▶ [Source records]:
____________
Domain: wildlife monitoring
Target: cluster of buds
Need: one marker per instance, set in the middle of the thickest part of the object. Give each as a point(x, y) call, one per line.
____________
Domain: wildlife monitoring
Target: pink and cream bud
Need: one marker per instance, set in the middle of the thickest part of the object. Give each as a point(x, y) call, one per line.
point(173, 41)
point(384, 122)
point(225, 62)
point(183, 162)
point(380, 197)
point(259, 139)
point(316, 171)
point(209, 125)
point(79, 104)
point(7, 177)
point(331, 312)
____________
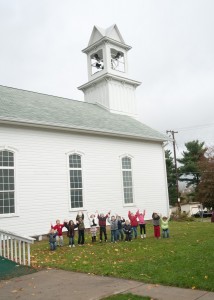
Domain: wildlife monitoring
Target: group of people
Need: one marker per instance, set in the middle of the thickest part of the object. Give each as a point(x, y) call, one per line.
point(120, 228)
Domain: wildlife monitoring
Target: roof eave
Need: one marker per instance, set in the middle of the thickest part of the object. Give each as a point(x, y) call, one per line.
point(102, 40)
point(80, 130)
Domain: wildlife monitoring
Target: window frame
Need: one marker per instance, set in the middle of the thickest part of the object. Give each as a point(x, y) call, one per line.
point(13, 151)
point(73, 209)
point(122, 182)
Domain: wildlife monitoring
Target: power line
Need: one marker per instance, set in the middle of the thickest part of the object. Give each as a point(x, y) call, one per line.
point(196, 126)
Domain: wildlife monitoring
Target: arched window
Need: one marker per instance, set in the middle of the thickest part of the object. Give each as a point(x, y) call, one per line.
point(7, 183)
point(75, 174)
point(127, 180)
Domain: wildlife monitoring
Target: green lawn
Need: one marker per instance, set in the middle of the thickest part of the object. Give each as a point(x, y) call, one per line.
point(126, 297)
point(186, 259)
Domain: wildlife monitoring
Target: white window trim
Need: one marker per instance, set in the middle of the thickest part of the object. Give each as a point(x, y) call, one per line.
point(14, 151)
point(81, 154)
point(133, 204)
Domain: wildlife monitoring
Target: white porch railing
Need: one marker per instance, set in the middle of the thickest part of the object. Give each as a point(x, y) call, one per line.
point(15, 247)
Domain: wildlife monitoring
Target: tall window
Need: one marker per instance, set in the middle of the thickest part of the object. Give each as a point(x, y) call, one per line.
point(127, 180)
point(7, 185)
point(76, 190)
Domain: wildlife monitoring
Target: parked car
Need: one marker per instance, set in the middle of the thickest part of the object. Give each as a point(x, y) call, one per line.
____________
▶ [Problem description]: Copy out, one per line, each line of the records above that includes the word "Target".

▶ [Result]:
Target: cluster of buds
Target: pink and cream bud
Target: group of people
Target: roof eave
Target: window frame
Target: power line
Target: arched window
Target: green lawn
Target: white window trim
Target: white porch railing
Target: tall window
Target: parked car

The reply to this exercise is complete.